• **EXCERPTED RECORDS**
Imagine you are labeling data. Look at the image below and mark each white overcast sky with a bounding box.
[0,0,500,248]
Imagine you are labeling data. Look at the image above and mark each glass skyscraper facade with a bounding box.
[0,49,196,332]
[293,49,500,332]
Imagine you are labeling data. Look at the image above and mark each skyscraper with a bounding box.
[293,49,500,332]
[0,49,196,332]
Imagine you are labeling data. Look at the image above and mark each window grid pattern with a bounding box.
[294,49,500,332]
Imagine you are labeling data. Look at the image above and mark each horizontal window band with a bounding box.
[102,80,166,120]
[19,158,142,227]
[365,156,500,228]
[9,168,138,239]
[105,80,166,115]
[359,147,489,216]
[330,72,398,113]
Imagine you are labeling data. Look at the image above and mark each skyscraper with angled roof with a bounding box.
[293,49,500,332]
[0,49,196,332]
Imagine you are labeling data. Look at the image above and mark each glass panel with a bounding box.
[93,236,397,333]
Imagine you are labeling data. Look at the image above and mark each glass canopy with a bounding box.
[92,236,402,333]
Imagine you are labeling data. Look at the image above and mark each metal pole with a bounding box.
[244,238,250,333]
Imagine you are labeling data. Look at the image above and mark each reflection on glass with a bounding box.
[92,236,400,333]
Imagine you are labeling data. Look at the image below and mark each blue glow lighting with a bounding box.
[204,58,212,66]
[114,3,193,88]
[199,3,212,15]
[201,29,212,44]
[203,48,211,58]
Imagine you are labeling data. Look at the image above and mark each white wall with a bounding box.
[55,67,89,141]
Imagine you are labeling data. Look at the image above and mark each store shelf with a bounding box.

• **AIM OF THE TASK**
Convert every line of the entries above into a JSON list of strings, one string per line, omitting any blank lines.

• **FINISHED EXERCISE**
[
  "Imagine you are labeling data. Look at the image below and mark each white overcast sky with a bounding box.",
  "[0,0,500,248]",
  "Imagine you are labeling data. Look at the image above and mark each glass skyscraper facade with a bounding box.",
  "[0,49,196,332]",
  "[293,49,500,332]",
  "Imagine you are labeling data. Look at the image above and mark each skyscraper with a bounding box.",
  "[293,49,500,332]",
  "[0,49,196,332]",
  "Imagine you are labeling data. Look at the image above and mark each window grid pattern with a bounding box.",
  "[294,49,500,332]",
  "Imagine you are labeling data. Look at the image above and mark each horizontal window band with a bounding box.",
  "[102,80,166,120]",
  "[19,158,142,227]",
  "[365,156,500,228]",
  "[9,168,138,239]",
  "[105,80,166,115]",
  "[359,147,489,216]",
  "[330,72,398,113]",
  "Imagine you are labeling data. Look at the image above and mark each skyscraper with angled roof with a bounding box.",
  "[293,49,500,332]",
  "[0,49,196,332]",
  "Imagine you are labeling data. Look at the image above and mark each glass panel with a bounding box.",
  "[93,236,397,333]",
  "Imagine you are labeling data. Look at the image above and mark each glass canopy with a bounding box.",
  "[92,236,402,333]",
  "Imagine you are labeling data. Look at the image above and mark each metal pole with a bounding box.",
  "[244,238,250,333]",
  "Imagine you are labeling data. Look at the image above and mark each reflection on glass with a bounding box.",
  "[92,236,400,333]",
  "Imagine you are labeling data. Look at the image below and mark each blue glow lighting with a bounding box.",
  "[204,58,212,66]",
  "[114,3,193,88]",
  "[199,3,212,15]",
  "[201,29,212,44]",
  "[203,48,211,58]",
  "Imagine you are labeling data. Look at the image above and mark each white wall with a bounding box.",
  "[55,67,89,141]",
  "Imagine you are labeling data. Look at the image above and mark each store shelf with a bounding box."
]